Repeat the data exactly, with every line included.

Dataset entries

────────

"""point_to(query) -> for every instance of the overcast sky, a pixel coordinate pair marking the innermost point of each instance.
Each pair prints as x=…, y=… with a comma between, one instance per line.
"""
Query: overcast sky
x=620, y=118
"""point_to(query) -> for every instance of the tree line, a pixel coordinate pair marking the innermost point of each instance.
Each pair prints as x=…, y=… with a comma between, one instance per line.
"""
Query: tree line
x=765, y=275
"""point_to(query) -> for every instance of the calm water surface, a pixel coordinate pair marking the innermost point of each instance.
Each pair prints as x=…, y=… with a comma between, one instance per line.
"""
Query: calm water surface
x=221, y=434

────────

• [ANSWER SECTION]
"""point_to(query) -> for every instance of the overcast sky, a pixel coordinate pair marking the innermost point of each instance.
Each pair prints as x=…, y=… with a comma between, one instance per line.
"""
Query: overcast sky
x=620, y=118
"""point_to(query) -> for every instance of the tree line, a pixel coordinate pair marking the innermost point of each instance.
Each pair prints as x=…, y=… with a comma between, one instance per line.
"""
Query: tree line
x=765, y=275
"""point_to(query) -> for every instance of the calm water surface, a pixel coordinate pair marking the innermost point of each instance.
Each pair prints as x=…, y=… with a comma between, one instance per line.
"""
Query: calm water surface
x=221, y=434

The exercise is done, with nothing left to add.